SUPPLIED RECORDS>
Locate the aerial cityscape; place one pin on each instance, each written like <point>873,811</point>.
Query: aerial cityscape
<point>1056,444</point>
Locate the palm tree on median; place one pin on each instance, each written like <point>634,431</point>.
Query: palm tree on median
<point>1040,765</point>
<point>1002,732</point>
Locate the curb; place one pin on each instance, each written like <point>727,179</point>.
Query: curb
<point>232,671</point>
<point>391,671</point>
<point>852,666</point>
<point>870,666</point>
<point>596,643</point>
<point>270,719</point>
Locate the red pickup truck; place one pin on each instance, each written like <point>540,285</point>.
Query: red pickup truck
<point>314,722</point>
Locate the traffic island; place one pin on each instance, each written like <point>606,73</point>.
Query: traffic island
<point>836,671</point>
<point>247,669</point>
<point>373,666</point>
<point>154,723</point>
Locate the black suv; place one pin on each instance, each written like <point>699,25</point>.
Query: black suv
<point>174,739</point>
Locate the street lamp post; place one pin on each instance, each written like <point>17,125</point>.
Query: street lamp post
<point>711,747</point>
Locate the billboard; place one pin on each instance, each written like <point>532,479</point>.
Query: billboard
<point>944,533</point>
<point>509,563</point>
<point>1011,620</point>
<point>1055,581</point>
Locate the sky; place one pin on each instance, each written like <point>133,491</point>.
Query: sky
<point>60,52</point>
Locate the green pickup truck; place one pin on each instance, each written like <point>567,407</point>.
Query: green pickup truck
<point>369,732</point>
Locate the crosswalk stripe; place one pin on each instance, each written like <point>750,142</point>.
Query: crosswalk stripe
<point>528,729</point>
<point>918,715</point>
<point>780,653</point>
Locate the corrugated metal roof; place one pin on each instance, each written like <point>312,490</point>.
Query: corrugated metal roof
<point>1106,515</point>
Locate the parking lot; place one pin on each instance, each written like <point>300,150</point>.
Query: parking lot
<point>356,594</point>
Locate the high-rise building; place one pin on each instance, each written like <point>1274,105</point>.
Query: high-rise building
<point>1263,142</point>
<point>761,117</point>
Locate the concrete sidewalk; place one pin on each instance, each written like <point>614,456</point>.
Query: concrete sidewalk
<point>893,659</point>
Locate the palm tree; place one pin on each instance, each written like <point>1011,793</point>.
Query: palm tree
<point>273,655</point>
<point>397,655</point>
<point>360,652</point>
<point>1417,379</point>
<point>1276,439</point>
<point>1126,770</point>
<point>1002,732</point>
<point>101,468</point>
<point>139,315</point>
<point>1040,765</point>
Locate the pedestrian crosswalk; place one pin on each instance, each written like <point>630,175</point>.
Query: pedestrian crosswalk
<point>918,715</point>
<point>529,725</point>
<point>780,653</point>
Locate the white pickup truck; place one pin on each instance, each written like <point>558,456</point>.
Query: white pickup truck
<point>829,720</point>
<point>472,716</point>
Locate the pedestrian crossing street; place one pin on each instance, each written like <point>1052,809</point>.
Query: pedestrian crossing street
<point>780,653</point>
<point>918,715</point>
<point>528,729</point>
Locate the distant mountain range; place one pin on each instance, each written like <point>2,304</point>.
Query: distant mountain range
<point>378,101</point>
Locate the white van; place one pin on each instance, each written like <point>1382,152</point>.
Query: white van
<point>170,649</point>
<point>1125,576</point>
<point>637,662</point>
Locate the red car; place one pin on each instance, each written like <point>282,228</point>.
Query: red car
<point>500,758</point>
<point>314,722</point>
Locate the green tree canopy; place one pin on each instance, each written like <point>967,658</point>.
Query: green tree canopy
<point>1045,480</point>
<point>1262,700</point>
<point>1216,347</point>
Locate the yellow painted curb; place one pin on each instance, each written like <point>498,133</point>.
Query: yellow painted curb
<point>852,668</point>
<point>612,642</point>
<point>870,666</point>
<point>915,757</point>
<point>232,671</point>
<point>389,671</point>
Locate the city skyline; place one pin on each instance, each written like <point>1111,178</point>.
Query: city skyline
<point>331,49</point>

...

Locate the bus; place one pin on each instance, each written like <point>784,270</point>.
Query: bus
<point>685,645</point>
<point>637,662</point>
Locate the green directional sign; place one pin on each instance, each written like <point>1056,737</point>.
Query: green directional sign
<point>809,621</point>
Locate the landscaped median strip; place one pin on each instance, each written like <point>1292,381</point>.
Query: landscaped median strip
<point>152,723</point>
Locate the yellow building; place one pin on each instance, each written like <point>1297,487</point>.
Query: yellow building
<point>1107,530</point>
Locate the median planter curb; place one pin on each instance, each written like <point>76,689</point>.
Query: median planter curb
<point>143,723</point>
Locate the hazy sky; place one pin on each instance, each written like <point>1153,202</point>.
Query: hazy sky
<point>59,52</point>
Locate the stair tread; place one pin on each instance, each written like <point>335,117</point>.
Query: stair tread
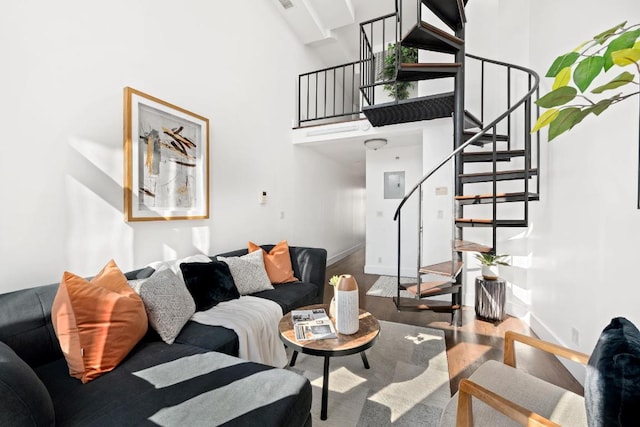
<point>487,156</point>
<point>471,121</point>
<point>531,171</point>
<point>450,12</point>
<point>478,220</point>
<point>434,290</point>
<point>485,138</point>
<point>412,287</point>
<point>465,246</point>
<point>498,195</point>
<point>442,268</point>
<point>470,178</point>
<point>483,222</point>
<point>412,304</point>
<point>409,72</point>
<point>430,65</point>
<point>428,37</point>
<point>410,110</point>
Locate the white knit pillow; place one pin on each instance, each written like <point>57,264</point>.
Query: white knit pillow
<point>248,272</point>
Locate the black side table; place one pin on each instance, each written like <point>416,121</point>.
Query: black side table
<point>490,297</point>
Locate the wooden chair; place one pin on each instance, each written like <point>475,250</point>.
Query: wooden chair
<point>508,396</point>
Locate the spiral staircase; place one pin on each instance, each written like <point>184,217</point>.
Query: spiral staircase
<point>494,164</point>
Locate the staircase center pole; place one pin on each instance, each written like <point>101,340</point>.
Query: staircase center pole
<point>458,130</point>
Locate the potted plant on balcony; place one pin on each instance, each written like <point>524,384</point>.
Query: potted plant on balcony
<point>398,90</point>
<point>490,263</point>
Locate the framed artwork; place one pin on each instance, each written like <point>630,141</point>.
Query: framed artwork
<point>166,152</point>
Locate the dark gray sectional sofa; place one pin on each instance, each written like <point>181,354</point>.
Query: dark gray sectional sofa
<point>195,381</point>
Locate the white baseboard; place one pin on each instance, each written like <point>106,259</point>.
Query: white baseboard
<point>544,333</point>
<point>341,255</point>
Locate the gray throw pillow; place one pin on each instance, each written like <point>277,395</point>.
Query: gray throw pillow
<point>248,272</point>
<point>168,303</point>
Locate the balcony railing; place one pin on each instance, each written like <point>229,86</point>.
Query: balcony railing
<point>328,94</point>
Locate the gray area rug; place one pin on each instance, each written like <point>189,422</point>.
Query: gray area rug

TASK TO COMPLETE> Every line above with the word "area" belongs in the answer, copied as written.

TASK RESPONSE>
Locate the gray area rug; place one pin on each instance, each written like <point>189,422</point>.
Query: gray area rug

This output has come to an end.